## Reading passage
I hoped so, but that wasn’t the point.

Talking to a friend later that evening, she said, [that candidate’s name] was on the other side of the paper. You had to turn it over.”

“Oh, really? No one said anything.” Why didn’t I ask more questions?


In reflecting on the entire voting process, we each made a number of mistakes. I need to advocate for myself. Being both vision impaired and hard of hearing puts a familiar situation in an uncertain light. To reiterate what others have said, ‘nothing about an election during a pandemic is familiar anyway.’

Sometimes I don’t know how to advocate for myself.

## Record extracts
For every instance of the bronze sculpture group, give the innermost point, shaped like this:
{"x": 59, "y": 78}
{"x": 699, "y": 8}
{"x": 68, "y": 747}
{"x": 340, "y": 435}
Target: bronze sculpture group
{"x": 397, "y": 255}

## Your objective
Answer these questions about the voting passage:
1. Where did the friend say the candidate's name was?
2. Which two conditions does the writer name as putting a familiar situation in an uncertain light?
3. Repeating what others have said, what does the writer say about an election during a pandemic?
The records are separate material, unrelated to the text.

## Answer box
1. It was on the other side of the paper, so the paper had to be turned over.
2. Being vision impaired and hard of hearing.
3. Nothing about it is familiar anyway.